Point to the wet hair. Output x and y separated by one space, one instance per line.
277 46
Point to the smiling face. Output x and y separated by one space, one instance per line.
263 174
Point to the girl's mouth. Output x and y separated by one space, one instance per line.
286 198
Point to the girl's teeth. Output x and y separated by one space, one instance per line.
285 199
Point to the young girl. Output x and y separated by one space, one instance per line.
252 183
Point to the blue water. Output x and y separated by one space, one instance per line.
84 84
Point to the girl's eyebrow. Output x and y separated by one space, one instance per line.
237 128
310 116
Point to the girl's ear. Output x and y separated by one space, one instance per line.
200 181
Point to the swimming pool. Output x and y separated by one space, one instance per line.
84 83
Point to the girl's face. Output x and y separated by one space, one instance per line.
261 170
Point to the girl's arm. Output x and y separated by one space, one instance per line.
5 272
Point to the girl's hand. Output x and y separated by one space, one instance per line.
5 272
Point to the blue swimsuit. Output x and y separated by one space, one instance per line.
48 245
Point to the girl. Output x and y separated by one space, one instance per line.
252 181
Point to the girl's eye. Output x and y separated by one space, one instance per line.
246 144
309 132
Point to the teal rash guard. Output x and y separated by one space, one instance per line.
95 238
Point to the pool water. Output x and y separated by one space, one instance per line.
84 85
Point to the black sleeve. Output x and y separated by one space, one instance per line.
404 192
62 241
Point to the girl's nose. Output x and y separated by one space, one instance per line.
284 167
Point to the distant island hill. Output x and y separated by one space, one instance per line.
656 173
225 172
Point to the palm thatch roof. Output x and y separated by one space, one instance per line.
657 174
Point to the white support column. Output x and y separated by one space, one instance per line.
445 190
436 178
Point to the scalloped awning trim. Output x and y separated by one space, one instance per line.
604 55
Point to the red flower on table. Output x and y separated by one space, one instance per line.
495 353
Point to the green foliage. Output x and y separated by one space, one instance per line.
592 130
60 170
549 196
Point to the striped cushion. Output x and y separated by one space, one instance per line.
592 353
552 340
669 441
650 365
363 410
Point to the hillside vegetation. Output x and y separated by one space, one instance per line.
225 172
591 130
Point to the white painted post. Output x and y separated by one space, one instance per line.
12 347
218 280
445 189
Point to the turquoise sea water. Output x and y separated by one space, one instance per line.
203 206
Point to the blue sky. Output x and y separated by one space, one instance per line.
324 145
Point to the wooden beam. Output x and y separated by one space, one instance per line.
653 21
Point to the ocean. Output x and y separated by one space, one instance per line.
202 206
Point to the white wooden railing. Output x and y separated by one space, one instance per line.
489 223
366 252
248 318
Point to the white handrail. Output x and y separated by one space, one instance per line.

☆ ☆ ☆ ☆ ☆ ☆ ☆

--- EXERCISE BRIEF ---
Above are the records; copy all of them exactly.

--- ANSWER TO THIS PROBLEM ---
Point to the wet hair. Output x and y separated by one space, one instance per line.
277 46
Point to the smiling face. Output x and y separated by one space, one instance per line.
263 174
Point to the girl's mouth. Output x and y separated by one space, one instance per line.
286 198
Point to the girl's teeth. Output x and y separated by one space, one instance per line.
285 199
Point to the young girl. Output x and y separated by one space, one instance per line.
252 183
Point to the blue water. Output x and y separated by one space, one instance per line.
84 84
Point to the girl's eyebrow. Output x and y separated by one space, one instance per line.
237 128
310 116
Point to the girl's ear. Output x and y separated by one space, one instance per line.
200 181
Point to the swimming pool. Output x and y separated by one space, one instance per line.
84 83
Point to the girl's face. Output x and y separated by one space, one instance per line.
261 170
Point to the girl's arm. Output x and y separated by one space, one instance per line.
5 272
Point to the girl's hand. Output x and y separated by one space, one instance per line.
5 272
Point to the blue swimsuit. Output x and y separated by one space, one instance per line.
48 245
Point to the girl. Output x and y separated by one space, one instance per line.
252 181
Point to the girl's eye. Output x and y separated by one space, one instance per line.
246 144
309 132
Point to the teal rash guard. Output x and y separated by one space, one instance per line.
95 238
Point to the pool water. Output x and y separated by one space, one instance per line.
84 85
Point to the black sleeve. Output x and y separated by one space, one instance per line.
404 192
62 241
Point to the girl's nose. Output x and y separated by one space, one instance per line.
284 167
Point to the distant island hill. Output x and y separated by one space, one instance per line.
656 173
225 172
Point to the palm thatch roof. Output x and y separated by one space, one instance per line.
657 174
Point to the white support column. Output x and y separated by one space, one instance per line.
445 190
436 178
Point to the scalloped awning trim. Output x and y separated by one space, one instance per line.
604 55
Point to the red flower on table. Output x and y separated by one space, one instance per line.
495 353
Point to the green foliage. Output x and y separated by one space, one instance per line.
592 130
60 170
549 196
Point to the striped cushion. Output x and y separated by one space, one instance per line.
592 353
552 340
669 441
650 365
363 410
Point to the hillside vegetation. Output x and y separated by one space, one instance per line.
225 172
591 130
Point to the white painted post. Output x and y separated by one space, one instance per line.
12 347
218 280
445 189
Point to the turquoise sea water. Output x and y separated by one space, one instance per line.
203 206
Point to the blue sky. Output x and y separated by one space, one instance per line.
324 145
Point to the wooden beam. Output x and y separated by one space, one instance per line.
653 21
Point to the ocean. Output x and y separated by one space, one instance per line.
202 206
Point to the white wooden railing. Output x and y separated by one space, one instance per line.
489 223
366 252
248 318
Point to the white handrail. Output x and y separated by one space, one instance per line.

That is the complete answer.